GIVEN EXERCISE
List every line in the items below that contains the word "shirt", copying each such line in full. The match is case-sensitive.

[Begin]

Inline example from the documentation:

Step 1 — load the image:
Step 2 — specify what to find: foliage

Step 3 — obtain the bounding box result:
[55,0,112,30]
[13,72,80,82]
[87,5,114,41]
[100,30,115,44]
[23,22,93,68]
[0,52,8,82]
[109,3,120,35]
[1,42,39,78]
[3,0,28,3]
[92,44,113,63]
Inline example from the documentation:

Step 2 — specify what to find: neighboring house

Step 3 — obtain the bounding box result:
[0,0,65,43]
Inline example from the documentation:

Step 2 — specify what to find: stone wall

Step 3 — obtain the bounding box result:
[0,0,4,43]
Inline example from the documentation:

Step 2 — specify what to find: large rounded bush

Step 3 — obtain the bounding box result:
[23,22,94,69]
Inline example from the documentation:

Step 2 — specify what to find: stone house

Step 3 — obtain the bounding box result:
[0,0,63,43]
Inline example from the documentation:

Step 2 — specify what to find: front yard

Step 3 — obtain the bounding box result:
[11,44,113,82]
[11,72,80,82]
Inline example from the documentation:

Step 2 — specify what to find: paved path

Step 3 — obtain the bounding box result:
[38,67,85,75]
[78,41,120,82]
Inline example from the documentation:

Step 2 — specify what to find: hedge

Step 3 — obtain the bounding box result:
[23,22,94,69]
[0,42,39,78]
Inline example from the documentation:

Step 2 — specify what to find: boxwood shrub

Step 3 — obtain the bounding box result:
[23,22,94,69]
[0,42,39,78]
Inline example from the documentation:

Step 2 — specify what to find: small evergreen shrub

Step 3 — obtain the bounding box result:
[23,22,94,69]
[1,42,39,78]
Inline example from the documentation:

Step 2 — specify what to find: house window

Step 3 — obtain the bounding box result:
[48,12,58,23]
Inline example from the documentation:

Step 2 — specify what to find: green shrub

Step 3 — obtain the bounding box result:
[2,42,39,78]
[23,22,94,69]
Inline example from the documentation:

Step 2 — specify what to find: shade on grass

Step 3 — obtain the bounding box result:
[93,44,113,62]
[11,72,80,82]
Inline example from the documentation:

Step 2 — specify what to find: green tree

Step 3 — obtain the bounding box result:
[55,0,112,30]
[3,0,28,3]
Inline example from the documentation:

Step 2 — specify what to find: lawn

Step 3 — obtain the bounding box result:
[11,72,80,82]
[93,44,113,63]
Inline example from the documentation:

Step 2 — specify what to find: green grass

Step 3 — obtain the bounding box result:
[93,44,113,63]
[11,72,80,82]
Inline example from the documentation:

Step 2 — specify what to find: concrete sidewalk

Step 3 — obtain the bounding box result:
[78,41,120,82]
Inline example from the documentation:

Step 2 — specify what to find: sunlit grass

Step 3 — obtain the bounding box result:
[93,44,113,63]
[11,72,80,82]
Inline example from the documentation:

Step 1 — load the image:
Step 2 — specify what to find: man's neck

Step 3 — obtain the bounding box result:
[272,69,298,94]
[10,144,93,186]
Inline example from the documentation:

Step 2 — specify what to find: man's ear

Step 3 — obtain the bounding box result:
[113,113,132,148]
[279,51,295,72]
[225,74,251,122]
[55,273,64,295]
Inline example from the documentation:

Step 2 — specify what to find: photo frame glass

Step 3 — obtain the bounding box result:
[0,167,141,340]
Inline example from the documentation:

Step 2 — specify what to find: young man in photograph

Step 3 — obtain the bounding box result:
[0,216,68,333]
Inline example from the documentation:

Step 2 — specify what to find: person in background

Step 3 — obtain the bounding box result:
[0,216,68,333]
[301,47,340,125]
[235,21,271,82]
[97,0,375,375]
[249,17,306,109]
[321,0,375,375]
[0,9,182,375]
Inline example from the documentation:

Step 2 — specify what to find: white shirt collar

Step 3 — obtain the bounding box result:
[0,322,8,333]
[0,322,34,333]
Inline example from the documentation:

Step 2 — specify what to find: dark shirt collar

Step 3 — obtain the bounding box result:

[End]

COMPLETE OUTPUT
Step 2 — specify what to find: white shirt collar
Step 2 — specify what to find: dark shirt collar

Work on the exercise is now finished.